(Beginning of SELECTED EXTRACT)

The next morning, we scored fertilization success of each culture by using a dissecting microscope to enumerate the number of fertilized and unfertilized eggs in replicate sub-samples. Fertilized eggs were distinguished from unfertilized eggs by their morphology, whereby 11-13 hpf (hours post-fertilization), developing embryos had reached the ‘prawn chip’ stage, which has a very distinct irregular shape (Figures S4C, D). Unfertilized eggs remained spherical (Figure S4C, D). Within a day, the unfertilized eggs had degraded and were manually removed using transfer pipettes (Figure S4B). We maintained clean cultures by transferring embryos to new bins with fresh seawater every other day (Marhaver et al., 2017a).

In 2021, we conducted two types of selfing controls. For every genet, we conducted replicate (n=3) ‘No Sperm’ and ‘Sperm + Egg’ assays. For the No Sperm assays, we placed 50 gamete bundles in a 50 mL centrifuge tube, allowed bundle dissolution, and then separated eggs and sperm as previously described. The remaining rinsed eggs were transferred to large petri dishes with U-FSW and sat at room temperature overnight. For the Sperm + Egg assays, we processed 100 gamete bundles in the same way and after separation, the gametes were combined together in a large petri dish with the same target sperm concentration. After 60min, we rinsed the eggs and transferred them to a large petri dish with U-FSW. We scored fertilization success the next morning. Any fertilized eggs were transferred to new petri dishes with U-FSW and maintained daily as previously described. For one genet, embryos developed into larvae, so we prepared a settlement assay in the same manner as was done in 2020 (see below).

Thirty-six to fifty-four hpf, embryos were transferred to clean 4 L plastic buckets filled with filtered seawater and ~10,000 larvae per bucket (Figure S5). We maintained cultures over the next 7-8d by conducting daily 75% water changes using siphons and sieves. Buckets were held within flow-through (183L x 91W x 61H, cm) fiberglass mesocosms ‘raceways’ for temperature regulation. We monitored larval development and behavior until they achieved settlement competency. At first, larvae floated on the surface of the water, followed by elongation and spinning movements. This was then followed by surface swimming. Soon after, larvae dropped down into the water column and once they sank to the bottom of the container and began searching, they were ready to settle. For acroporids in this setting, we have observed time to competency to be 4-10 days post-fertilization.

2.5 Larval settlement

2.5.1 Optimizing set-up

We carried out settlement assays using different techniques in 2020 and 2021. In 2020, we used closed containers (4 L glass aquaria, Aqueon) (Figure 2A) held within partially filled raceways to maintain a stable temperature of ~27-28°C (Figure 2B). We used flat ceramic plugs (~3 cm, white, Boston Aqua Farms) as settlement substrates and covered the entire surface area of the bottom of the tanks (n=72/tank). Plugs were pre-soaked for a few hours before use and maintained on plastic racks (styrene lighting panel) in the tanks. Tanks were filled ~90% with filtered seawater.

(End of SELECTED EXTRACT)
(Beginning of DATASET CONTENT)

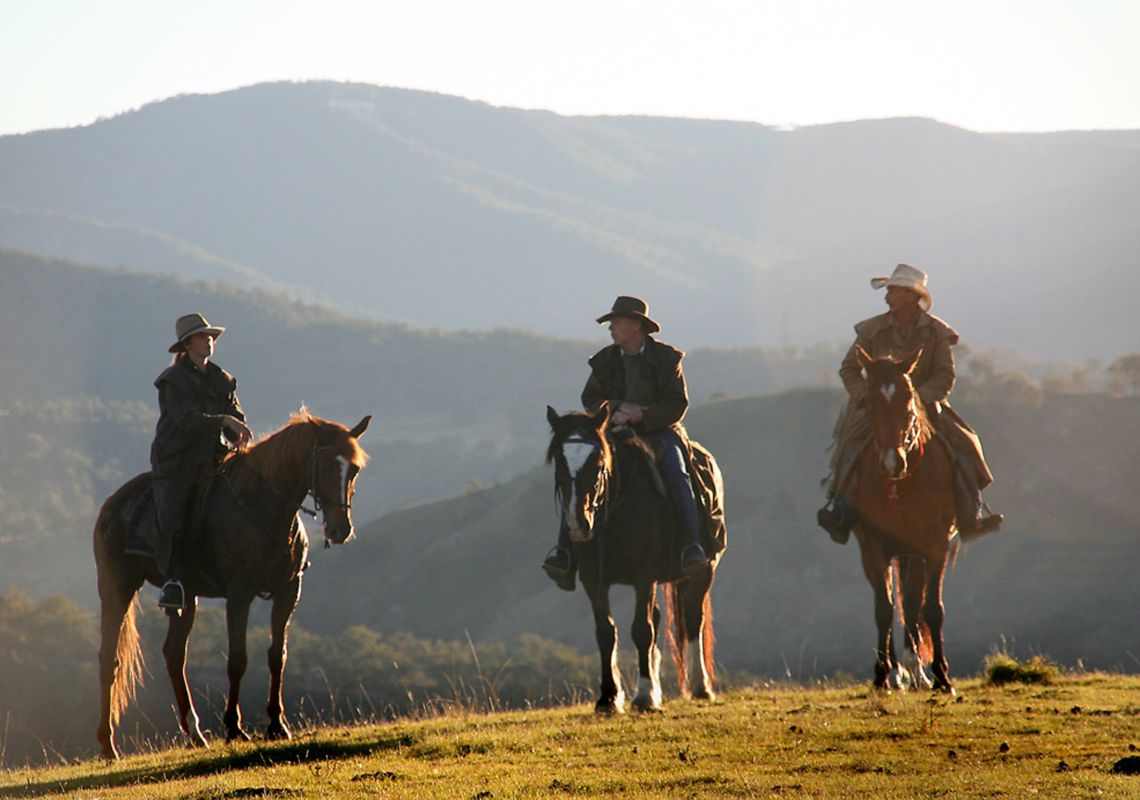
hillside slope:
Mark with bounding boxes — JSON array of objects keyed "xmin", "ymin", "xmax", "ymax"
[{"xmin": 300, "ymin": 387, "xmax": 1140, "ymax": 679}]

(End of DATASET CONTENT)

PROBLEM REQUIREMENTS:
In the coral larval rearing methods text, what temperature did the partially filled raceways maintain during the 2020 settlement assays?

EXERCISE ANSWER:
The raceways kept the water at a stable temperature of about 27-28°C.